The Bank of England is predicting UK unemployment will hit a peak of eight per cent during the second quarter of next year.
European shares made modest gains following yesterday’s surge, with the pan-continental Stoxx 600 index rising 0.4 per cent.
France’s CAC 40 rose 1.6 per cent, while in Germany the Dax was up 0.7 per cent.
Asian markets
Overnight, Asian markets largely rallied as traders welcomed successful data from Pfizer’s vaccine trial, but expected delays to any mass roll-out took the gloss off early gains.
Major Asian markets soared on the vaccine news before weakening later in the session. Japan’s Nikkei 225 ended up nearly 0.3 per cent after being 1.1 per cent higher in early trading, touching a 29-year high. In Hong Kong, the Hang Seng climbed 0.87 per cent.
Read more: UK government to NHS: be ready for (optional) vaccine from next month
Chinese shares largely closed lower after new economic data signaled a roadblock to the country’s broader economic recovery. The Shanghai Composite dropped 0.4 per cent, while the Shenzhen Component dropped 1.05 per cent.
China’s factory-gate prices fell at a sharper-than-expected pace in October, indicating tepid upstream demand for industrial goods despite a broader economic recovery. Consumer inflation was also soft, easing to an 11-year low.

□ □ □ □ □

**Work required**
Copy out the market report word for word, from "The Bank of" up to and including "off early gains.".

**Data supplied**
□ □ □ □ □

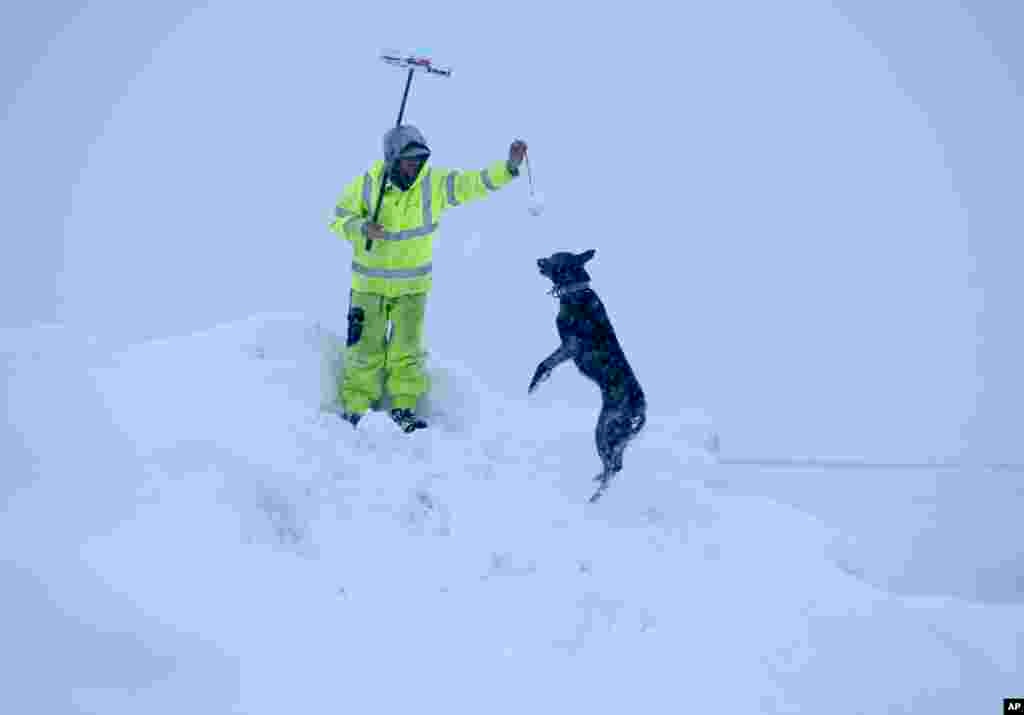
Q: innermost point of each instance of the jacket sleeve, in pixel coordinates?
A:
(350, 213)
(458, 187)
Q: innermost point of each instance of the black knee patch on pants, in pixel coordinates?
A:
(356, 316)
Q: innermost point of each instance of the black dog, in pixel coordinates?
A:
(589, 339)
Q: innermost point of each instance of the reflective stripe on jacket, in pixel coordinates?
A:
(400, 263)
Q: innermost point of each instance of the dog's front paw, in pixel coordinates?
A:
(542, 374)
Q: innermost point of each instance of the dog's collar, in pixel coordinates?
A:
(559, 291)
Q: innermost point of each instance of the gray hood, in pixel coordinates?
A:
(399, 138)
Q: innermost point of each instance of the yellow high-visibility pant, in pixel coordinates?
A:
(375, 362)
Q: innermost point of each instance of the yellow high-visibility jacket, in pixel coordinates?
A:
(400, 263)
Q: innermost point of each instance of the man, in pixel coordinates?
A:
(391, 264)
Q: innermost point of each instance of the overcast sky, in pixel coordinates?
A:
(806, 214)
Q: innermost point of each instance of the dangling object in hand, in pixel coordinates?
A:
(536, 207)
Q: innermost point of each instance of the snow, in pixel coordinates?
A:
(825, 264)
(200, 533)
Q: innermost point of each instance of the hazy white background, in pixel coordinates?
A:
(807, 226)
(823, 192)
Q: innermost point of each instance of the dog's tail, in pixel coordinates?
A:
(638, 420)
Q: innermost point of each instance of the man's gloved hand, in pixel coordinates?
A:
(517, 153)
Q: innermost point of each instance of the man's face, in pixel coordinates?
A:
(410, 167)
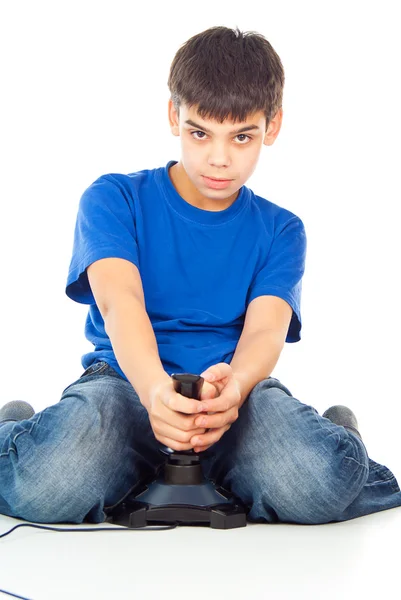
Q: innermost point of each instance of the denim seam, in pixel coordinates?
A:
(29, 430)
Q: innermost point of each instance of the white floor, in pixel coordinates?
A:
(353, 559)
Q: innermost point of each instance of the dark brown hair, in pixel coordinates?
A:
(227, 73)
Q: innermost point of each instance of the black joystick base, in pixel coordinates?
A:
(180, 494)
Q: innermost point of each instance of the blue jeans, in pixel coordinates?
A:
(75, 459)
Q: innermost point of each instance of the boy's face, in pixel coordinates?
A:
(212, 149)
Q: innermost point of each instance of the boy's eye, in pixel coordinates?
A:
(240, 135)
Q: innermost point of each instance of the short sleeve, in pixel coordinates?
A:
(105, 227)
(282, 273)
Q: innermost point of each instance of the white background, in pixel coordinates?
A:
(84, 92)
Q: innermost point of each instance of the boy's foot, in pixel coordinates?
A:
(342, 415)
(16, 410)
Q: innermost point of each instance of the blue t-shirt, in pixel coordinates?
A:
(200, 269)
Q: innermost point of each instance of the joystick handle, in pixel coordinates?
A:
(188, 385)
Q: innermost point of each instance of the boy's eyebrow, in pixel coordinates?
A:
(246, 128)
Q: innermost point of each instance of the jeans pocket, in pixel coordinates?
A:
(97, 367)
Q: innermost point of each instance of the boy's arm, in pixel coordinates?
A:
(117, 288)
(263, 337)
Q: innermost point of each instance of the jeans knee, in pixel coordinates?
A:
(312, 487)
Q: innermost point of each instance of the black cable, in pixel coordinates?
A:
(151, 528)
(14, 595)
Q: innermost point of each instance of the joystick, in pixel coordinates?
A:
(180, 494)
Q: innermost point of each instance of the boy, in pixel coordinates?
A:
(185, 269)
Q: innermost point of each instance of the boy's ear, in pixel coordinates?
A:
(274, 128)
(173, 118)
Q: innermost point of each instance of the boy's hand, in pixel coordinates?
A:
(172, 415)
(222, 410)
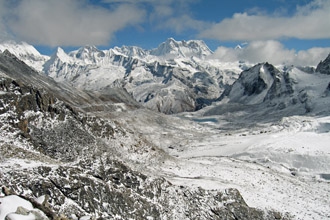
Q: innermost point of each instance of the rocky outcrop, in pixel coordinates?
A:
(108, 189)
(261, 83)
(78, 160)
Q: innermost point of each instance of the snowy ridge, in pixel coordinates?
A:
(261, 129)
(26, 53)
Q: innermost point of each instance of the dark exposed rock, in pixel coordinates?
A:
(109, 188)
(74, 160)
(324, 66)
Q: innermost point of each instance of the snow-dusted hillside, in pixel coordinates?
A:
(263, 130)
(177, 76)
(26, 53)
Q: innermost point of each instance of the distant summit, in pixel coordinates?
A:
(175, 48)
(324, 66)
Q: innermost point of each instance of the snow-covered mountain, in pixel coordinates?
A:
(63, 155)
(80, 143)
(172, 78)
(26, 53)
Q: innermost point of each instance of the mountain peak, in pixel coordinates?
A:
(324, 66)
(172, 48)
(88, 53)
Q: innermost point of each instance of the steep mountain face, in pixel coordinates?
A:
(324, 66)
(182, 49)
(26, 53)
(261, 83)
(57, 149)
(172, 78)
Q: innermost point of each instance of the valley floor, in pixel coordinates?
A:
(282, 166)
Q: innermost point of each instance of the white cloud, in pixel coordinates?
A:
(68, 22)
(309, 22)
(273, 52)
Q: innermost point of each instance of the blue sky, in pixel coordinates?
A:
(291, 25)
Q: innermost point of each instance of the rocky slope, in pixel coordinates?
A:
(61, 147)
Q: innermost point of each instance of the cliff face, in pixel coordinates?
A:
(54, 146)
(324, 66)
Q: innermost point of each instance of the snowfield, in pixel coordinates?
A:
(282, 166)
(266, 134)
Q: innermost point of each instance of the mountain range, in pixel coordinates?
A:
(83, 135)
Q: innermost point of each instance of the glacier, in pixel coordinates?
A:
(256, 128)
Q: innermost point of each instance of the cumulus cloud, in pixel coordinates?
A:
(308, 22)
(271, 51)
(66, 22)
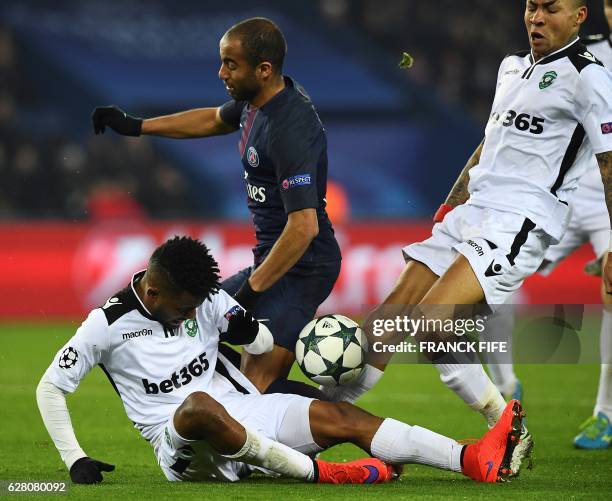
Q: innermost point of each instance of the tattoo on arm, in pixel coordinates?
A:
(459, 193)
(605, 166)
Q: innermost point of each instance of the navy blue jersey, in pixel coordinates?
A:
(283, 149)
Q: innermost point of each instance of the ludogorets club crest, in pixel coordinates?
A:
(548, 79)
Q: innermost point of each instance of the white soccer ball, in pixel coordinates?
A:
(331, 350)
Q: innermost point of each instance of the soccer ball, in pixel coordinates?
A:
(331, 350)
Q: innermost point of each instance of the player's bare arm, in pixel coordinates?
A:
(605, 166)
(201, 122)
(301, 228)
(459, 192)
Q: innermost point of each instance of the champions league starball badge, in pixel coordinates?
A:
(191, 327)
(252, 157)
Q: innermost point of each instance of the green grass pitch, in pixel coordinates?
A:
(557, 399)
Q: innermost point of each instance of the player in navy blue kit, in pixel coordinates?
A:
(283, 149)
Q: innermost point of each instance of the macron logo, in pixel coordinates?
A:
(111, 302)
(143, 332)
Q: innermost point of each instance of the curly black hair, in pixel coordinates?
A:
(188, 266)
(262, 40)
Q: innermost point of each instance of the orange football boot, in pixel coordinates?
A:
(363, 471)
(488, 460)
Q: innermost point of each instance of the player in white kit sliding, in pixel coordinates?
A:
(552, 109)
(158, 339)
(590, 223)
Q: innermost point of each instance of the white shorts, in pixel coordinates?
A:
(502, 248)
(590, 223)
(282, 418)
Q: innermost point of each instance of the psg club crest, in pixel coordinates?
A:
(252, 157)
(548, 79)
(191, 327)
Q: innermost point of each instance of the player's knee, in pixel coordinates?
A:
(201, 411)
(347, 419)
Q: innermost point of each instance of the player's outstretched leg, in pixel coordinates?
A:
(201, 417)
(596, 431)
(397, 443)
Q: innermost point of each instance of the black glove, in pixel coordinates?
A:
(117, 119)
(88, 471)
(242, 328)
(246, 296)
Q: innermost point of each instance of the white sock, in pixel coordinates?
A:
(604, 393)
(351, 392)
(398, 443)
(471, 383)
(499, 328)
(261, 451)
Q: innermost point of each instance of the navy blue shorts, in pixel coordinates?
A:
(292, 302)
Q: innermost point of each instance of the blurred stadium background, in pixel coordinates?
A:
(79, 213)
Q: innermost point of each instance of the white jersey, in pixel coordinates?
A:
(152, 368)
(547, 119)
(591, 185)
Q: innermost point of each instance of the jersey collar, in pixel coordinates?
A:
(142, 309)
(558, 54)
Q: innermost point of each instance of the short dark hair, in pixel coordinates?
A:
(187, 265)
(262, 40)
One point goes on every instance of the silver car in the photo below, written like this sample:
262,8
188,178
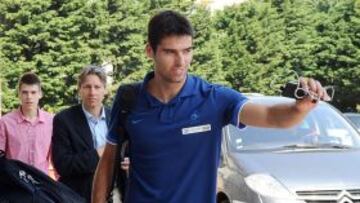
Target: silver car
316,161
354,118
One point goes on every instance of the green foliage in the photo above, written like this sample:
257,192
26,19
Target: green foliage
252,47
263,41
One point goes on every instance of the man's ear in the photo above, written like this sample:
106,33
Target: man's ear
149,51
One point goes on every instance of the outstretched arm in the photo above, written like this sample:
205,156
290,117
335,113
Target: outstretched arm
283,115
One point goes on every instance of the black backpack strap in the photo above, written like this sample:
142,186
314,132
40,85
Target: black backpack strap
127,95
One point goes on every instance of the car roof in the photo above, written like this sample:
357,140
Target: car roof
351,114
271,99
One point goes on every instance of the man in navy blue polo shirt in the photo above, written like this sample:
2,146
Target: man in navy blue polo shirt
175,126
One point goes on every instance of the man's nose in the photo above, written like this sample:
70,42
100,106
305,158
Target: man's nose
180,59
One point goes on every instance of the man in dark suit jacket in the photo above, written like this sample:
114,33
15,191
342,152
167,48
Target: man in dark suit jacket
79,133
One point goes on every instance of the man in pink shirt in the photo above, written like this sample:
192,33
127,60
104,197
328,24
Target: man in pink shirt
25,133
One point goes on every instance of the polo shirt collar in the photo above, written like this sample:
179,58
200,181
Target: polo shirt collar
21,118
186,91
89,116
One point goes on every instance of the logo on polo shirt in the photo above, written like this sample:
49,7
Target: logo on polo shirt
196,129
136,121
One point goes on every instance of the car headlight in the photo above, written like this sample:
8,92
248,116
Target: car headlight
266,185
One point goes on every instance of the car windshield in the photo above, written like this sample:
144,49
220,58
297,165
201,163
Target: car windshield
355,119
324,127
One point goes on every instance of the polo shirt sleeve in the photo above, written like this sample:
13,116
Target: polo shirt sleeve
113,134
233,102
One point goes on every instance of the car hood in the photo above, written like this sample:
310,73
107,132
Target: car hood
305,169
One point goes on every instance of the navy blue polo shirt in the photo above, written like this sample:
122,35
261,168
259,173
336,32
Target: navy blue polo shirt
175,147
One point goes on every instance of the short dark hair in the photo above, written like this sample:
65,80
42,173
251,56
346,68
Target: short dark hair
167,23
92,70
29,78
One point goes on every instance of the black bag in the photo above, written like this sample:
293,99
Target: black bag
127,94
21,183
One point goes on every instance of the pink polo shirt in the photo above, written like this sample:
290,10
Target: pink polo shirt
26,141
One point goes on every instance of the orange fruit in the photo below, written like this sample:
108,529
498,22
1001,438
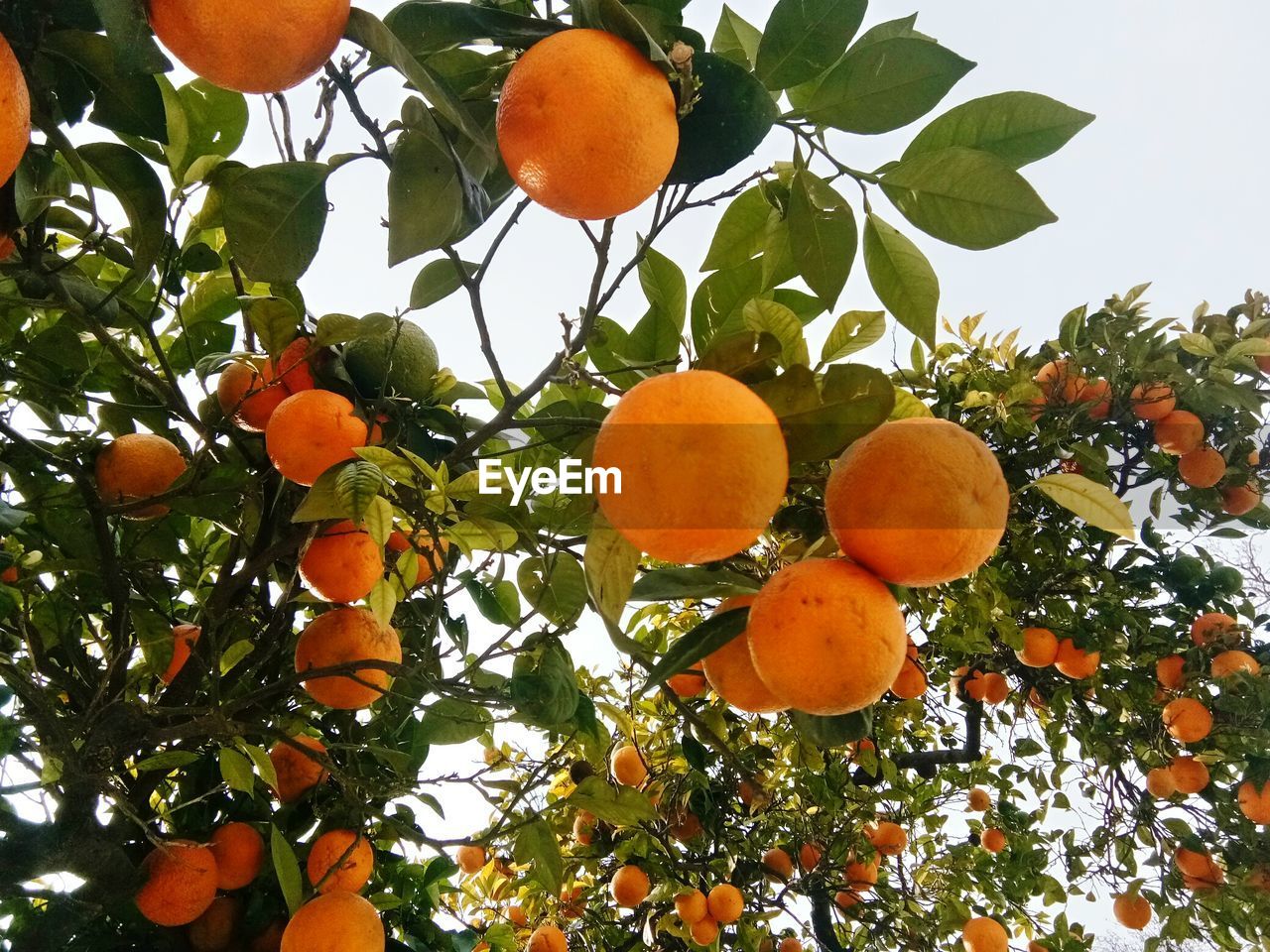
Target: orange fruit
811,616
1230,662
671,436
1152,402
629,887
725,902
183,638
1254,802
1132,911
1076,662
693,906
341,562
252,48
1040,648
239,852
1179,433
298,772
1188,720
627,766
1239,500
548,938
917,502
730,669
137,466
1202,468
310,431
585,125
1213,627
339,638
983,934
181,883
334,921
14,113
349,875
1191,775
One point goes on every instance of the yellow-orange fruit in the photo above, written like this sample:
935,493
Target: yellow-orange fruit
341,562
730,669
725,902
183,639
1152,402
813,615
917,502
1040,648
340,638
310,431
1179,433
252,48
334,921
671,436
627,766
629,887
1188,720
298,772
1132,911
137,466
585,125
239,852
1076,662
324,864
181,883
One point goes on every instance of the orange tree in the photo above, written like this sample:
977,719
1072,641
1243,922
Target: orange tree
254,579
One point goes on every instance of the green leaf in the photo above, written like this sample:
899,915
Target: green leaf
965,197
275,216
538,848
885,85
902,277
1016,127
286,869
1091,500
803,39
707,638
855,330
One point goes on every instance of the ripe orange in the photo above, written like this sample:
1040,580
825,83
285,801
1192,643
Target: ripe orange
1152,402
627,766
917,502
629,887
1076,662
183,638
1132,911
181,883
339,638
239,852
671,436
730,669
139,466
1040,648
1179,433
983,934
14,112
811,616
298,772
341,563
587,126
1188,720
334,921
348,876
252,48
725,902
310,431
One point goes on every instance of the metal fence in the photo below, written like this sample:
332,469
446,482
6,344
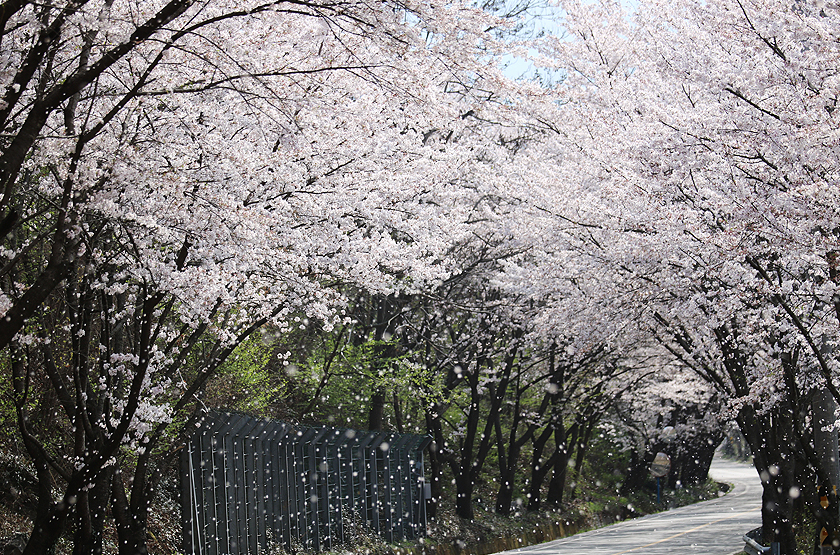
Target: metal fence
248,484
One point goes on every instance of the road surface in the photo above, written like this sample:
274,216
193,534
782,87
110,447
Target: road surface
714,527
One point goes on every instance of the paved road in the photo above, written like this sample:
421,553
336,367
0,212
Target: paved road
712,527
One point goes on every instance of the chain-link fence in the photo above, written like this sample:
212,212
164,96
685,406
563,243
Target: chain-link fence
248,484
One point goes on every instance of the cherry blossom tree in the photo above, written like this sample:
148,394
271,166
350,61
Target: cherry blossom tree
703,137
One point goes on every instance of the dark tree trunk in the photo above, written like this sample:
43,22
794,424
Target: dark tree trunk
377,410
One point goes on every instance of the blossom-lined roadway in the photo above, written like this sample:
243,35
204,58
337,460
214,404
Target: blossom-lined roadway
714,527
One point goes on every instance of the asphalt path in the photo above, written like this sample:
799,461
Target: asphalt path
714,527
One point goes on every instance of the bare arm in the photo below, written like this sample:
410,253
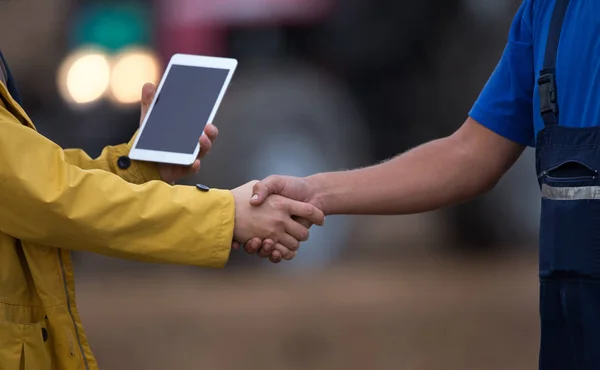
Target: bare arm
436,174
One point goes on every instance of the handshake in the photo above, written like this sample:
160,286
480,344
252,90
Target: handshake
273,216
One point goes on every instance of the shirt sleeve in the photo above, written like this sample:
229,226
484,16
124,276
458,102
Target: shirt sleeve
505,104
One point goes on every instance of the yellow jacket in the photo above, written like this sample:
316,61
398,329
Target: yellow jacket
54,201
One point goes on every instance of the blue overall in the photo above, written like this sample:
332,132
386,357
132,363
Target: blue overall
567,164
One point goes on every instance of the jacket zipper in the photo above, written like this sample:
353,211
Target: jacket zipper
64,276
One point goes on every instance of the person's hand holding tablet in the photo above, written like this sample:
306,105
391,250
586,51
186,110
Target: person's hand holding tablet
171,173
186,100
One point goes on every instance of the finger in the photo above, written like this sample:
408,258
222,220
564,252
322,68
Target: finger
253,245
266,248
148,91
205,146
302,221
289,242
266,187
286,256
306,211
296,230
275,257
195,167
212,132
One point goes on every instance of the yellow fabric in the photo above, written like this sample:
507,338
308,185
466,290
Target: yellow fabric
53,201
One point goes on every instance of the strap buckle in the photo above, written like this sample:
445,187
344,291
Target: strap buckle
547,91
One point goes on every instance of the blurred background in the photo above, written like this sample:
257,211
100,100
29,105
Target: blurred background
321,85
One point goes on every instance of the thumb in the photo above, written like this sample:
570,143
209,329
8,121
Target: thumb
148,91
266,187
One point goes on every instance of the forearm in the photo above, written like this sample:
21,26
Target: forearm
437,174
47,201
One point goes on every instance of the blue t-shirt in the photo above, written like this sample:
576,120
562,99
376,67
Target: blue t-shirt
509,104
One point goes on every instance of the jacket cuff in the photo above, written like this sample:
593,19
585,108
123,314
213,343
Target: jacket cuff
222,249
137,172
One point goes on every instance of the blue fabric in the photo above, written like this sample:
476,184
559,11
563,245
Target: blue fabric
10,83
509,102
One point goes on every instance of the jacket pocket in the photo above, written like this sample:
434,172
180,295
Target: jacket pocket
25,347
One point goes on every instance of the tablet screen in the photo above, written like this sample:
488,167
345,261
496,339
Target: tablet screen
182,109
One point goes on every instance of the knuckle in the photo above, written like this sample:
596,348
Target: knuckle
294,245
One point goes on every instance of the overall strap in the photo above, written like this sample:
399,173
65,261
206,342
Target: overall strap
10,82
547,80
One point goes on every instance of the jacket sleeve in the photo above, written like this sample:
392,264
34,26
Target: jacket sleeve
114,159
48,201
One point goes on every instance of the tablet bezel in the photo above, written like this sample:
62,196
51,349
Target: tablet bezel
192,61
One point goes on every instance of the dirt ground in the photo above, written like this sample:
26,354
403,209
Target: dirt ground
423,314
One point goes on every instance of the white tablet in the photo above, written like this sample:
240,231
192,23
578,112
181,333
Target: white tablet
186,100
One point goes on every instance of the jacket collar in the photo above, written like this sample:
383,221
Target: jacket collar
9,80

□ □ □ □ □

**Task solution**
The Bank of England is predicting UK unemployment will hit a peak of eight per cent during the second quarter of next year.
European shares made modest gains following yesterday’s surge, with the pan-continental Stoxx 600 index rising 0.4 per cent.
France’s CAC 40 rose 1.6 per cent, while in Germany the Dax was up 0.7 per cent.
Asian markets
Overnight, Asian markets largely rallied as traders welcomed successful data from Pfizer’s vaccine trial, but expected delays to any mass roll-out took the gloss off early gains.